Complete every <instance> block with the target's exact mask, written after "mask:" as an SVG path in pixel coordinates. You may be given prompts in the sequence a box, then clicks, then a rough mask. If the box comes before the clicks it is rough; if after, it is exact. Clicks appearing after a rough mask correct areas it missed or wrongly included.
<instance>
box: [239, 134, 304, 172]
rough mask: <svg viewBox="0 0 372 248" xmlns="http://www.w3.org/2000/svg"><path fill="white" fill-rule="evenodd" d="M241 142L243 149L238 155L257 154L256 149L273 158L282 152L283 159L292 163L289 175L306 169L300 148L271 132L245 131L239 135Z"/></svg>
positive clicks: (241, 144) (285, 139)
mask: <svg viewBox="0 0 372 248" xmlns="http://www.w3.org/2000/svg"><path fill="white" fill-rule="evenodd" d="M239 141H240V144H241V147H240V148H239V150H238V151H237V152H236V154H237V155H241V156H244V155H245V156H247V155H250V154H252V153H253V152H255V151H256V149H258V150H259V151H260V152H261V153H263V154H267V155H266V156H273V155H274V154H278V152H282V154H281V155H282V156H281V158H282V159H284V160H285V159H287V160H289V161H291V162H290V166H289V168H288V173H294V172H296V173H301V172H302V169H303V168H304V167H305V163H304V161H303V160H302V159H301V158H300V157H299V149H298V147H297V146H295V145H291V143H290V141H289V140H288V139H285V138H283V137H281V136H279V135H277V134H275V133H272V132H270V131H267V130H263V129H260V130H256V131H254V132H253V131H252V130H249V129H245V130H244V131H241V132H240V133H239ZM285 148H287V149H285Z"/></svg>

## The problem
Reproduce every line of the records above word for word, without changing anything.

## Final answer
Complete every <instance> block with the target's exact mask, written after "mask:" as an SVG path in pixel coordinates. You may be given prompts in the sequence a box, then clicks, then a rough mask. If the box comes before the clicks it is rough; if after, it is exact. Clicks appearing after a rough mask correct areas it missed or wrongly included.
<instance>
box: [239, 134, 304, 172]
rough mask: <svg viewBox="0 0 372 248" xmlns="http://www.w3.org/2000/svg"><path fill="white" fill-rule="evenodd" d="M241 142L243 149L238 155L257 154L256 149L273 158L282 152L283 159L292 163L289 175L306 169L300 148L271 132L245 131L239 135Z"/></svg>
positive clicks: (241, 144) (285, 139)
mask: <svg viewBox="0 0 372 248" xmlns="http://www.w3.org/2000/svg"><path fill="white" fill-rule="evenodd" d="M239 141H240V144H241V147H240V148H239V150H238V151H237V152H236V154H237V155H241V156H244V155H245V156H247V155H250V154H252V153H253V152H255V151H256V149H258V150H259V151H260V152H261V153H263V154H267V155H266V156H273V155H274V154H278V152H282V154H281V155H282V156H281V158H282V159H284V160H285V159H287V160H289V161H291V162H290V166H289V168H288V173H294V172H296V173H301V172H302V169H303V168H304V167H305V163H304V161H303V160H302V159H301V158H300V157H299V149H298V147H297V146H295V145H291V143H290V141H289V140H288V139H285V138H283V137H281V136H279V135H277V134H275V133H272V132H270V131H267V130H263V129H260V130H256V131H254V132H253V131H252V130H249V129H245V130H244V131H241V132H240V133H239ZM285 148H287V149H285Z"/></svg>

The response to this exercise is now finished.